_QUOTED TEXT_
The block nested loop join (BNLJ) addresses this inefficiency with an elegant insight: instead of processing outer tuples one at a time, we can load a block of outer tuples into memory and then scan the inner relation just once to find matches for all outer tuples in that block. This simple change transforms the cost equation from per-tuple to per-block, often reducing I/O by orders of magnitude.
This optimization is so fundamental that when database practitioners refer to 'nested loop join,' they often mean the block variant rather than the simple tuple-at-a-time version. Understanding BNLJ is essential for query tuning, memory configuration, and appreciating how query optimizers make join algorithm decisions.
By the end of this page, you will understand how the block nested loop join works, how to calculate its I/O cost, how buffer pool size affects performance, the relationship between outer block size and efficiency, and when BNLJ becomes the preferred join method.
The key observation behind BNLJ is that the inner relation scan is the expensive part. Each scan reads b_S blocks from disk. The simple nested loop scans S once per outer tuple, giving n_R scans. BNLJ scans S once per outer block, giving ⌈b_R / B⌉ scans, where B is the number of blocks we can fit in the outer buffer.
The Transformation:
Simple NLJ: Scans of S = n_R (one per outer tuple)

_PROVIDED DATA_
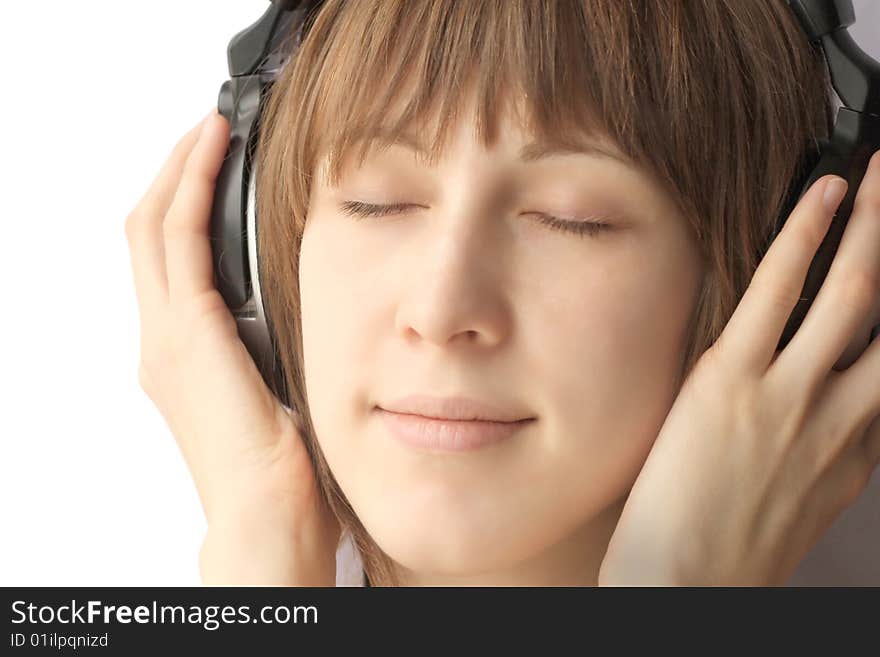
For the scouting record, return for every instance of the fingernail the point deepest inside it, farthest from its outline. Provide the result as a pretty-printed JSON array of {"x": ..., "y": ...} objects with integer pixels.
[{"x": 834, "y": 191}]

_EXERCISE TASK 1_
Print the part of the block nested loop join passage from "This optimization is" to "join algorithm decisions.".
_EXERCISE TASK 2_
Answer these questions about the block nested loop join passage:
(a) Instead of processing outer tuples one at a time, what does BNLJ load into memory?
(b) When database practitioners refer to "nested loop join," which version do they often mean?
(c) How many scans of S does BNLJ perform?
_EXERCISE TASK 3_
Go on with the passage on block nested loop joins from where it stops.

_WRITTEN REPLY 1_
This optimization is so fundamental that when database practitioners refer to 'nested loop join,' they often mean the block variant rather than the simple tuple-at-a-time version. Understanding BNLJ is essential for query tuning, memory configuration, and appreciating how query optimizers make join algorithm decisions.

_WRITTEN REPLY 2_
(a) A block of outer tuples.
(b) The block variant, not the simple tuple-at-a-time version.
(c) One scan per outer block, giving ⌈b_R / B⌉ scans, where B is the number of blocks that fit in the outer buffer.

_WRITTEN REPLY 3_
Block NLJ: Scans of S = ⌈b_R / B⌉ (one per outer block)
If R contains 1 million tuples across 10,000 blocks, and we allocate 1,000 blocks for the outer buffer:
This is a 100,000x reduction in inner relation scans!
Conceptual Model:
Think of it as batch processing. Instead of asking "does this one outer tuple match any inner tuple?" repeatedly, we ask "which of these thousand outer tuples match this inner tuple?" Once we have the inner tuple in memory, checking against a thousand outer tuples costs almost nothing compared to the disk I/O that brought it in.
BNLJ trades memory for I/O savings. The more memory allocated to the outer buffer, the fewer times we scan the inner relation. This is one of the clearest examples in database systems of the space-time tradeoff—investing in RAM to save disk operations.
The BNLJ algorithm introduces a third loop level (conceptually) or restructures the nesting to process blocks rather than individual tuples.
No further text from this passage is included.